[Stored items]
····················
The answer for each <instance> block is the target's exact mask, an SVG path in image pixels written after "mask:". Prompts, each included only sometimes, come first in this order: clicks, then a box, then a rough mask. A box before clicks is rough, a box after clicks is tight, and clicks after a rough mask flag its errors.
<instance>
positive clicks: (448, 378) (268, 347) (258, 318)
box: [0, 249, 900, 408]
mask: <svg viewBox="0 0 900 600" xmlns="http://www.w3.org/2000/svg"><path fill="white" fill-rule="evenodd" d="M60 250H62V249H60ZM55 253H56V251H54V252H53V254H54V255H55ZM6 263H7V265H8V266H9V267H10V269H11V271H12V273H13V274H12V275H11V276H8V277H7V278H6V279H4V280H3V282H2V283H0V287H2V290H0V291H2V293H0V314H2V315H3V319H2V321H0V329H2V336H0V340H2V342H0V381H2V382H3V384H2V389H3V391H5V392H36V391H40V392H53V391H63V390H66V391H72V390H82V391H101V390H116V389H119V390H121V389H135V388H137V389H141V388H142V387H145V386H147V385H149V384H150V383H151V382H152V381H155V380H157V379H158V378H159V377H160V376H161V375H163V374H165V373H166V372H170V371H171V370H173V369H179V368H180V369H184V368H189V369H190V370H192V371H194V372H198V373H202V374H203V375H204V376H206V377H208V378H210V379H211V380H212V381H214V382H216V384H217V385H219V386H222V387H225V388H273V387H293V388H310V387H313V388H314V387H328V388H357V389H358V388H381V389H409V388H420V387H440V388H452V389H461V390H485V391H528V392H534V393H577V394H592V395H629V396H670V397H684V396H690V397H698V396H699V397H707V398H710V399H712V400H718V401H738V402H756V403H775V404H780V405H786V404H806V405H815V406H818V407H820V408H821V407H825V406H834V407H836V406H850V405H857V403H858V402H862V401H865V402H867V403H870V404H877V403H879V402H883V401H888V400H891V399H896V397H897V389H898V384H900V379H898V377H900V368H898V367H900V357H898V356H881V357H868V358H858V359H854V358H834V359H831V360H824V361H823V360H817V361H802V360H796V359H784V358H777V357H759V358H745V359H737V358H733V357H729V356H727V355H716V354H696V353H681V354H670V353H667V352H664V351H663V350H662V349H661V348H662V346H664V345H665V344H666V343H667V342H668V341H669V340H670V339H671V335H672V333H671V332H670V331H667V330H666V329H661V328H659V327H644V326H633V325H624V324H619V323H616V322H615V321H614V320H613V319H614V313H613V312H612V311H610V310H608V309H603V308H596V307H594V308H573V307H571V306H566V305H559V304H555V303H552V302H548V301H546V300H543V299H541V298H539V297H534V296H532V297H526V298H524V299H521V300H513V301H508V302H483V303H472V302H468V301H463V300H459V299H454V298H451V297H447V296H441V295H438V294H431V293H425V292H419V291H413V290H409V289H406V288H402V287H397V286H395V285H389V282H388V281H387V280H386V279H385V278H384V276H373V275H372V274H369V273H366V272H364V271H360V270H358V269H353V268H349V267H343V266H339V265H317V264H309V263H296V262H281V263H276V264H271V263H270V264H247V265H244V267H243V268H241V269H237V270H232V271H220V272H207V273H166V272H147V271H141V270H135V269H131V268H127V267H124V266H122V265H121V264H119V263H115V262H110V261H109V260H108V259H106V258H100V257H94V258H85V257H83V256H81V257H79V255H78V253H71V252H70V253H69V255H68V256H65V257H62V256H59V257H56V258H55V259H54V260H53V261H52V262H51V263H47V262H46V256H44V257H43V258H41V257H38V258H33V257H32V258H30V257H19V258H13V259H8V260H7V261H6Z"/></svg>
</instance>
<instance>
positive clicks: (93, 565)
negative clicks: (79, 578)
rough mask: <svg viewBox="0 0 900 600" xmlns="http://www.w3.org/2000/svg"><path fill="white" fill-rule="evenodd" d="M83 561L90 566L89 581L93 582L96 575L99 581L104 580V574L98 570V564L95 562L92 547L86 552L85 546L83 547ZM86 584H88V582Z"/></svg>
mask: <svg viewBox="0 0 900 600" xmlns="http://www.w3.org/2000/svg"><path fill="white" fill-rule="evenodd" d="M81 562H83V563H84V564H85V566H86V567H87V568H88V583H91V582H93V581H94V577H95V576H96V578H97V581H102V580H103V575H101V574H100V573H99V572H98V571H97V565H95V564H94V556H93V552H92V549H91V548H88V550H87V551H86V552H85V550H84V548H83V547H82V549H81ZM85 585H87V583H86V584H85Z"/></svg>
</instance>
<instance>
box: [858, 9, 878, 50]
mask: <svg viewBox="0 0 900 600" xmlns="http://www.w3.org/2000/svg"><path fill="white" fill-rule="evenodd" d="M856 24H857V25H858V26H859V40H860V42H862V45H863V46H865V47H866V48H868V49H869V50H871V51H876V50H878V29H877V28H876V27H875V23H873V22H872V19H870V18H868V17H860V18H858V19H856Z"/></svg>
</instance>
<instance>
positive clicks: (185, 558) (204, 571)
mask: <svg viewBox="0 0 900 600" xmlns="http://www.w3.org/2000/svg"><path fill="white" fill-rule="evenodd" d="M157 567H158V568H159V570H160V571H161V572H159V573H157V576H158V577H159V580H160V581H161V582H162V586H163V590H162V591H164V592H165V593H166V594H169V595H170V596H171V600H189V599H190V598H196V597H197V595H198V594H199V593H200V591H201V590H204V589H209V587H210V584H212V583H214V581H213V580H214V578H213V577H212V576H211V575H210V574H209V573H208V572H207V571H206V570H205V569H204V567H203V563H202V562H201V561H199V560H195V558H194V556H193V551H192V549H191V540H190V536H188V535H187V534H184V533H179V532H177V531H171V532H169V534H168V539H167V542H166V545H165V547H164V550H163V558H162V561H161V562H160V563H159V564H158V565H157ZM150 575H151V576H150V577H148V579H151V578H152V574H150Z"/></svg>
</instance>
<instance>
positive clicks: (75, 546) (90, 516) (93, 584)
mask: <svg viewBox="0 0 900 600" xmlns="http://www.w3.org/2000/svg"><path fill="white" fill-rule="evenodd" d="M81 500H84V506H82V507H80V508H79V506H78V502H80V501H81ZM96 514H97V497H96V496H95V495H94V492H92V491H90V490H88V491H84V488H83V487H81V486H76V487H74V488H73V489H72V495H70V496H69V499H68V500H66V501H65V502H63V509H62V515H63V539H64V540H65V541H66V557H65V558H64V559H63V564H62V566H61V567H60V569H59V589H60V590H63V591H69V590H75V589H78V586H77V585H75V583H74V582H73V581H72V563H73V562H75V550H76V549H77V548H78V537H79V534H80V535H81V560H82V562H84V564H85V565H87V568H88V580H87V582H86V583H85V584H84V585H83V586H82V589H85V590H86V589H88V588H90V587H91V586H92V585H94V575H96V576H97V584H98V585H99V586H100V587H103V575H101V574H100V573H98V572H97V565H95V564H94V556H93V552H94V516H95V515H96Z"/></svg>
····················
Put the lines of the records into a numbered list, starting at the beginning and ending at the line that contains "box: [0, 249, 900, 408]". Leave out any blank lines.

— WRITTEN SOLUTION —
1. The answer for each <instance> block is the target's exact mask, an SVG path in image pixels written after "mask:". Prompts, each included only sometimes, come first in this order: clicks, then a box, then a rough mask. A box before clicks is rough, a box after clicks is tight, and clicks after a rough mask flag its errors.
2. <instance>
3. positive clicks: (448, 378) (268, 347) (258, 318)
4. box: [0, 249, 900, 408]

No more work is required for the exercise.